Who's Open Now?

Who's Open Now?

Arlo Gilbert ·

For two years, the open-source AI conversation had a simple map. Meta was the champion, and Llama was the model everyone reached for. Google kept its best work behind APIs. If you wanted capable open weights, you went to Meta.

That map is wrong now.

On April 2, Google released Gemma 4 under Apache 2.0. Four model variants. The smallest runs on a phone. The largest, a dense 31B parameter model, ranks #3 on the Arena AI leaderboard. Apache 2.0 means unrestricted commercial use, modification, and redistribution. The 26B mixture-of-experts variant activates only 3.8 billion parameters at inference, so quantized versions run on consumer GPUs. Context windows go up to 256K tokens. Google handed the community its most capable open weights ever and said: do whatever you want with them.

Six days later, Meta shipped Muse Spark. It's the first model from Meta Superintelligence Labs, built from scratch over nine months under Alexandr Wang. Wang joined Meta last year as part of a $14.3 billion investment in Scale AI. Muse Spark is proprietary. No weights, no license, no community access to the architecture. It powers Meta AI across Facebook, Instagram, WhatsApp, and the standalone app.

Meta says it "hopes to open-source future versions of the model."

The company that made open-source AI its identity just shipped its flagship model closed. Meanwhile, Google, which kept its best work behind APIs for years, gave away the most capable open model it's ever released.

The business logic

The reasons on both sides are legible if you follow the incentives.

_ _ _

▶ [Tasks]:
1. According to the piece on open AI models, where does Muse Spark power Meta AI? Name every place it lists.
2. Write the next few paragraphs of the piece on open AI models, picking up after its final sentence.
The material after this point comes from a separate source and is unrelated to the piece on open AI models.

_ _ _

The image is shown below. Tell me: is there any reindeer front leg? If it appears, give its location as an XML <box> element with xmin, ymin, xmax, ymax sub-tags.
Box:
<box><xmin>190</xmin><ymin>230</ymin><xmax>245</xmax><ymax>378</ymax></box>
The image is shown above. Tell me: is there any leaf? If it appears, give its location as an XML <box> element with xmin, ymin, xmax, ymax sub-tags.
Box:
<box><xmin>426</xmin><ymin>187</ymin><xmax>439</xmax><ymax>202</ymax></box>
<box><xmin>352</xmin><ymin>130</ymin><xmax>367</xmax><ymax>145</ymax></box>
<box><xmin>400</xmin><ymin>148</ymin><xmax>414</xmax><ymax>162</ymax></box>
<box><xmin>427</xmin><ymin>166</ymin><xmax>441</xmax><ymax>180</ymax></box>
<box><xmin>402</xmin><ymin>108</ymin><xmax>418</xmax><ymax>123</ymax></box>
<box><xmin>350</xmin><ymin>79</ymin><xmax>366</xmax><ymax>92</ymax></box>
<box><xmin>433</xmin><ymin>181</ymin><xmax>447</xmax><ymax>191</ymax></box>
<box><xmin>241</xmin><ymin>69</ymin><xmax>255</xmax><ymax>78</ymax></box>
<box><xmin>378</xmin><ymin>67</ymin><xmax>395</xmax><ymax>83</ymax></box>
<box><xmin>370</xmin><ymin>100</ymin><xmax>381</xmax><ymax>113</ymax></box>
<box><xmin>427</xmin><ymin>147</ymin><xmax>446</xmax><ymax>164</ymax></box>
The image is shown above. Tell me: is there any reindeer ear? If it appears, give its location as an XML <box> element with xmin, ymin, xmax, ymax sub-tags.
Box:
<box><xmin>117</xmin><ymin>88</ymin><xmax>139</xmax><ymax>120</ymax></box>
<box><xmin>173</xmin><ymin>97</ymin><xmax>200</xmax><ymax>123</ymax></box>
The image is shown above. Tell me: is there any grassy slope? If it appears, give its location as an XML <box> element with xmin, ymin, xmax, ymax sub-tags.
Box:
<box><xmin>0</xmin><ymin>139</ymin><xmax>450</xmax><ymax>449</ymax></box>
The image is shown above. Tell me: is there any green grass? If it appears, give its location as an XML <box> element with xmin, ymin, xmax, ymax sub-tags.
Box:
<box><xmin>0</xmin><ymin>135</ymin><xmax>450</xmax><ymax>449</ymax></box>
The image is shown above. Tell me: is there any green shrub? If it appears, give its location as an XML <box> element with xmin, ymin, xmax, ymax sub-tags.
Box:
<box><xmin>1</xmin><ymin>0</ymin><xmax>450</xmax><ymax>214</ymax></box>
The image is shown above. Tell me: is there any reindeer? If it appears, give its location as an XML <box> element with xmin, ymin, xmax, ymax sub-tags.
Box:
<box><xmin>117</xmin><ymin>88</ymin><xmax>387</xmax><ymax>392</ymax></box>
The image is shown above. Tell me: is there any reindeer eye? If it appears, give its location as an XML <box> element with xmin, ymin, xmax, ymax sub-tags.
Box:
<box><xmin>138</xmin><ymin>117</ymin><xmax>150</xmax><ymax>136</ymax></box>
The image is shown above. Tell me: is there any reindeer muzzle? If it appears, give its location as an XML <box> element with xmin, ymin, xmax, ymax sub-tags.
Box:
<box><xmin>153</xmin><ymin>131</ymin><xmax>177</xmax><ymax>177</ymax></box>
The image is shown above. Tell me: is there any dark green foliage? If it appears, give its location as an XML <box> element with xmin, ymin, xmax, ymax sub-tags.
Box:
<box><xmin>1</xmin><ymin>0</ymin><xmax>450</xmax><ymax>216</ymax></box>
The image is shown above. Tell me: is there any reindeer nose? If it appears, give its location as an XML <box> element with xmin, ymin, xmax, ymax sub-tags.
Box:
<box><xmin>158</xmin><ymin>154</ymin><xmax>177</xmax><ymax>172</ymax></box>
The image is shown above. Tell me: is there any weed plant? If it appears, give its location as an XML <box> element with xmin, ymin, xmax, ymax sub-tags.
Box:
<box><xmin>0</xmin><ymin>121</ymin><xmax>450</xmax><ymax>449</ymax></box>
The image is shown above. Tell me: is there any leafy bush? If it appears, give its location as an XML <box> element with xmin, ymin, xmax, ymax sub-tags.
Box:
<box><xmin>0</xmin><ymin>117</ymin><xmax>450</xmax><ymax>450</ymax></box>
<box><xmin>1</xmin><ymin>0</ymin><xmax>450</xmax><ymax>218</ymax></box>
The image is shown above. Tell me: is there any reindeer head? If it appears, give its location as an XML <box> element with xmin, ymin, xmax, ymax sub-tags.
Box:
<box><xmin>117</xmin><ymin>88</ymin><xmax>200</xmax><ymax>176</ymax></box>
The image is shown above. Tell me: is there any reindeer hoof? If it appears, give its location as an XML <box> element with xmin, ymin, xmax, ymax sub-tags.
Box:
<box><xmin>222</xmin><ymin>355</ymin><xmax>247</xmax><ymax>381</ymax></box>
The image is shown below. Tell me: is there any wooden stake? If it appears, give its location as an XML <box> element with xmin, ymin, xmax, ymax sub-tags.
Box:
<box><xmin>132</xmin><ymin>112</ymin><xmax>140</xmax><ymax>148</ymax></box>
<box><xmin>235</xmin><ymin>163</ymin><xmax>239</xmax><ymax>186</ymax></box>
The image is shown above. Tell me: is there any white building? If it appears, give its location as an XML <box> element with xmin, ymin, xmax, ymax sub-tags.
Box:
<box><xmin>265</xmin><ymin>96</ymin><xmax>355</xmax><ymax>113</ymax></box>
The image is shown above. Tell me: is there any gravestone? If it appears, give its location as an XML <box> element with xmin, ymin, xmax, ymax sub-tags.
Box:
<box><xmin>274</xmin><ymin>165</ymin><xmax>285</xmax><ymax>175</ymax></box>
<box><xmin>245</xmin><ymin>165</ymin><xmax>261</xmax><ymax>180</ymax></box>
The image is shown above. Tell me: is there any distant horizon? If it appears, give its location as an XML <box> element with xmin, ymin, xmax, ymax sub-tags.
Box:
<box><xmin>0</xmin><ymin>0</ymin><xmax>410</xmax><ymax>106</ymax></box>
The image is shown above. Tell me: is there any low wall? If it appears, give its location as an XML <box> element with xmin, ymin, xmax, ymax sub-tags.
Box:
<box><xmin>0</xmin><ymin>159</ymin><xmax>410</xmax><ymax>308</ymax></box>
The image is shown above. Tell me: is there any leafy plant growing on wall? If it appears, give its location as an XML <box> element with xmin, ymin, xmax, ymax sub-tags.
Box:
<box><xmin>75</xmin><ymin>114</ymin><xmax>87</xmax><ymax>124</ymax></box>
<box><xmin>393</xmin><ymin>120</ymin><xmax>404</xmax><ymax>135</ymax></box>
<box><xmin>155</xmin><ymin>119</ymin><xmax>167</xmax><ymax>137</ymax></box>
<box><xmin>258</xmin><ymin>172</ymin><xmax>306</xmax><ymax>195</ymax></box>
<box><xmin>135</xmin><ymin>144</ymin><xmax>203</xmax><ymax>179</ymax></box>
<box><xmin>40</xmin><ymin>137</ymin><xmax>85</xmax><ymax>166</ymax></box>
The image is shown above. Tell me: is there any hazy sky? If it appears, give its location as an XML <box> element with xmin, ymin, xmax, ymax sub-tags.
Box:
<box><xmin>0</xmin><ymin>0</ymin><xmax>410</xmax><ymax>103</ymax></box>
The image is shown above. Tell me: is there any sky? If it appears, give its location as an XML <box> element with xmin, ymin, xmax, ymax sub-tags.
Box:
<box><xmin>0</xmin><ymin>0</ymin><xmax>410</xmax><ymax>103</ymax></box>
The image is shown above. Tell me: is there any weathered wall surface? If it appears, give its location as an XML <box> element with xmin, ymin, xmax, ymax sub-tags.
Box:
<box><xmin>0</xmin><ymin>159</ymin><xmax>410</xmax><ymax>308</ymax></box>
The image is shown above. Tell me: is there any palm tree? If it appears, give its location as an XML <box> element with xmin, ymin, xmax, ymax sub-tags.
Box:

_ _ _

▶ [Outputs for the tasks]:
1. Facebook, Instagram, WhatsApp, and the standalone app.

2.
Meta spent years distributing Llama to build an ecosystem. It worked. Thousands of applications, research projects, and fine-tuned derivatives were built on Llama weights. That ecosystem established Meta as a serious AI player outside social media. But it also armed competitors. Every company that fine-tuned Llama for their own product got a head start on Meta's research budget.

Now Meta is in a capability race. Wang's team built Muse Spark from the ground up, and Meta has decided that sharing architectural innovations is a cost it won't pay right now. Wall Street agreed: the stock rose about 9% on the announcement.

This pattern has precedent. In 1981, IBM opened the PC architecture to win market share fast. It worked brilliantly. Within two years, IBM dominated the market. Then Compaq reverse-engineered the BIOS, legal clones flooded in, and by the end of the decade IBM had lost control of the platform it created. Open ecosystems drive adoption fast, but they're hard to defend once competitors show up building on your standard.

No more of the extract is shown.